* [The input]:

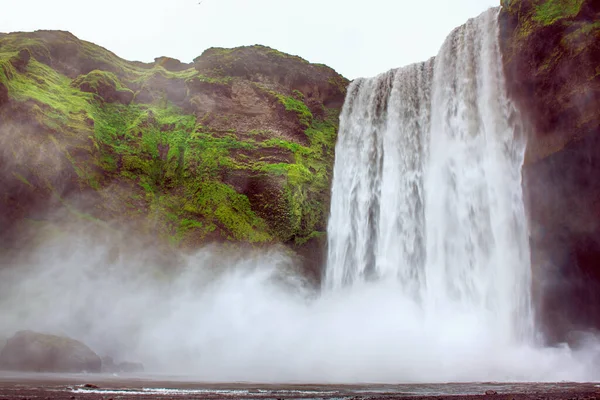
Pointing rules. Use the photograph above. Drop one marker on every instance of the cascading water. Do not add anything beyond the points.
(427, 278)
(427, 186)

---

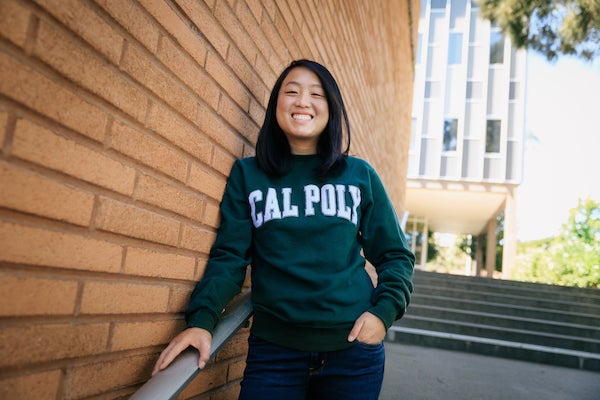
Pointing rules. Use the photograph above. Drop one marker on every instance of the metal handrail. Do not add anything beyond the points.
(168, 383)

--

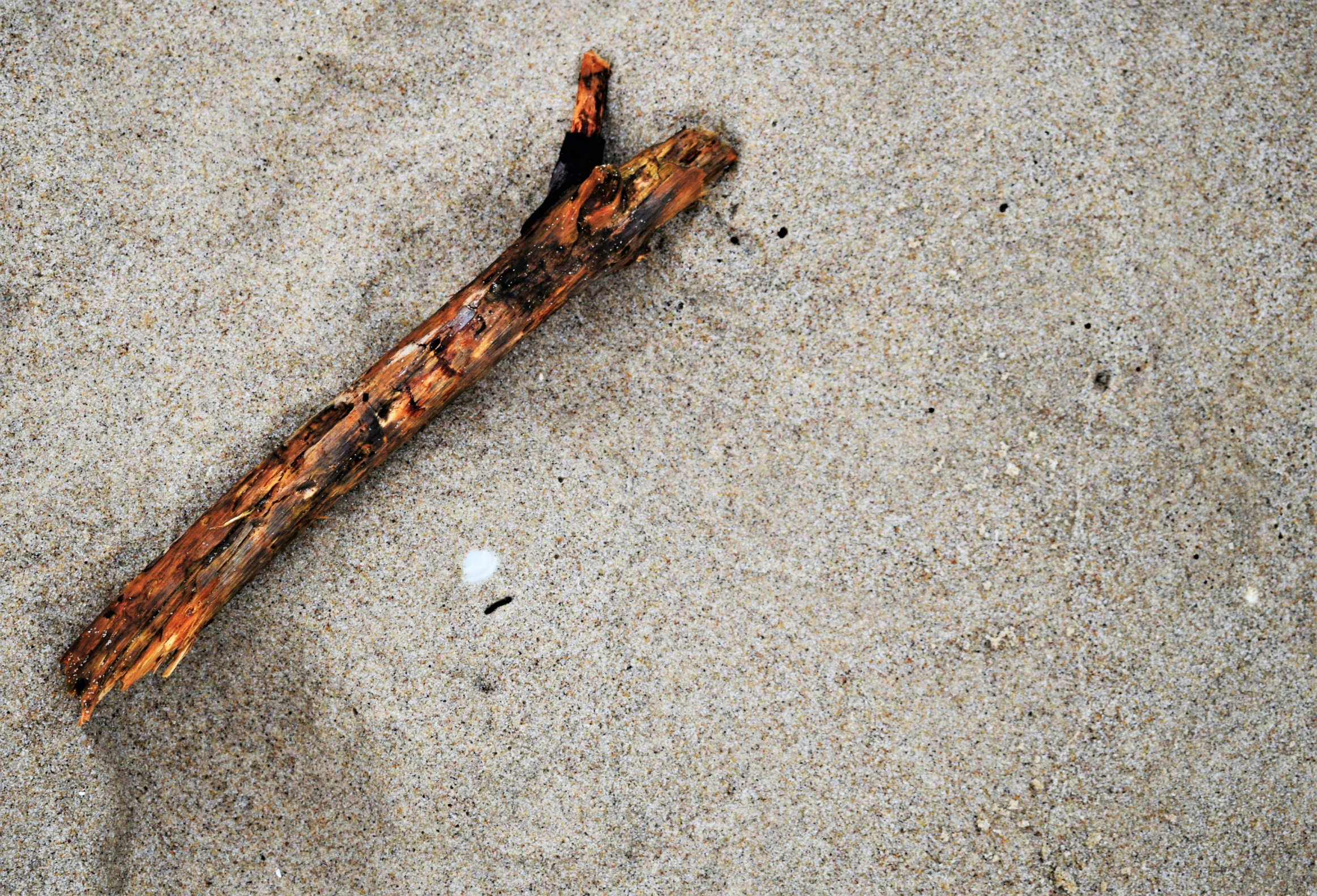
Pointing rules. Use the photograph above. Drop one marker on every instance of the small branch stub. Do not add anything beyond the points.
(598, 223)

* [Set problem]: How many lines in the data above contain the word "photograph"? Reply with the number only.

* [Written solution]: 3